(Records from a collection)
+-------+
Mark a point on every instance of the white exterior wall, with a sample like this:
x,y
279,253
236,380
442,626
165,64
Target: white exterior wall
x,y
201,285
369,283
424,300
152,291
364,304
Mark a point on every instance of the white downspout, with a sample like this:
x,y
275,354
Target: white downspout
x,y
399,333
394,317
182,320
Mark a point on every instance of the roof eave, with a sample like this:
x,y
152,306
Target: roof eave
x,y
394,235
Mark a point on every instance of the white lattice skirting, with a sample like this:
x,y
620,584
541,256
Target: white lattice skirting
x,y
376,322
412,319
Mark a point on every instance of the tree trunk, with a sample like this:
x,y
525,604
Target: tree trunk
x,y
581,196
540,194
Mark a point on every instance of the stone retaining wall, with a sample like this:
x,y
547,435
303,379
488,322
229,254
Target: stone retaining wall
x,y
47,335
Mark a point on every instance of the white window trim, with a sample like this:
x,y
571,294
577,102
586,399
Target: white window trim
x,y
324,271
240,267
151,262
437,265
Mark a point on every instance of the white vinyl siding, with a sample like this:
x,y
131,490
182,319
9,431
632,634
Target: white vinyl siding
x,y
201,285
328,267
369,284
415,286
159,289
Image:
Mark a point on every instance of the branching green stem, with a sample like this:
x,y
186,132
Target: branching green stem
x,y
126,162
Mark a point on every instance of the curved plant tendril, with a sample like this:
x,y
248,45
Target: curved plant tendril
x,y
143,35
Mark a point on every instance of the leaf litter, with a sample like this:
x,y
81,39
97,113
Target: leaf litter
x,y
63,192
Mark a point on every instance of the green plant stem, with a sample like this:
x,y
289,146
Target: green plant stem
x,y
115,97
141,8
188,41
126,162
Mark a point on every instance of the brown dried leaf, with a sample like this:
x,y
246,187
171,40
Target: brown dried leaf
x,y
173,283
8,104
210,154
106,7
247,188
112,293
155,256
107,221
+-------+
▸ Exercise instructions: Repeat every entry above exactly, leaving nothing out.

▸ Response below:
Mark a point on every instance of the white exterior wall, with a sample like this:
x,y
279,253
236,380
442,626
165,64
Target: white exterior wall
x,y
201,285
369,283
424,300
152,291
364,304
Mark a point on every instance of the white downspout, with a sample like this:
x,y
275,354
Target: white downspout
x,y
399,333
394,317
182,320
Mark a point on every instance of the roof eave, with a sample like this:
x,y
152,306
Target: roof eave
x,y
394,235
Mark a point on every instance of the white lattice skirting, with a sample like this:
x,y
620,584
541,256
Target: white lattice skirting
x,y
376,322
412,319
Mark a point on every instance of the tree trunk, with a sample like this:
x,y
525,604
Target: tree trunk
x,y
581,196
540,194
Mark a point on every instance of the stone retaining wall, with a sample like this:
x,y
547,435
303,379
488,322
229,254
Target: stone retaining wall
x,y
47,335
Mark a point on every instance of the white window trim, with a sample like this:
x,y
571,294
577,102
586,399
Target: white window trim
x,y
324,271
240,267
151,262
437,265
Mark a point on every instance of the white vinyl siding, with a sample like this:
x,y
131,490
182,319
9,431
632,634
Target: white vinyl siding
x,y
201,285
328,267
369,284
415,286
159,289
Image:
Mark a point on every instance of the branching green stem, with a sample like this:
x,y
186,132
Target: branching green stem
x,y
126,162
Mark a point on every instance of the curved plant tendril, with a sample like this:
x,y
248,45
Target: curved plant tendril
x,y
143,35
Mark a point on every instance of the leaf litter, with a sample like this:
x,y
81,39
97,113
Target: leaf litter
x,y
63,192
Mark a point on every instance of the green plant stem, with a sample like this:
x,y
289,146
Target: green plant stem
x,y
115,97
141,8
188,41
126,162
Mark a point on every instance of the brown dried leaf, with a sample like this:
x,y
246,187
171,40
Target: brown dried leaf
x,y
173,283
8,104
210,154
106,7
247,188
112,293
155,256
107,221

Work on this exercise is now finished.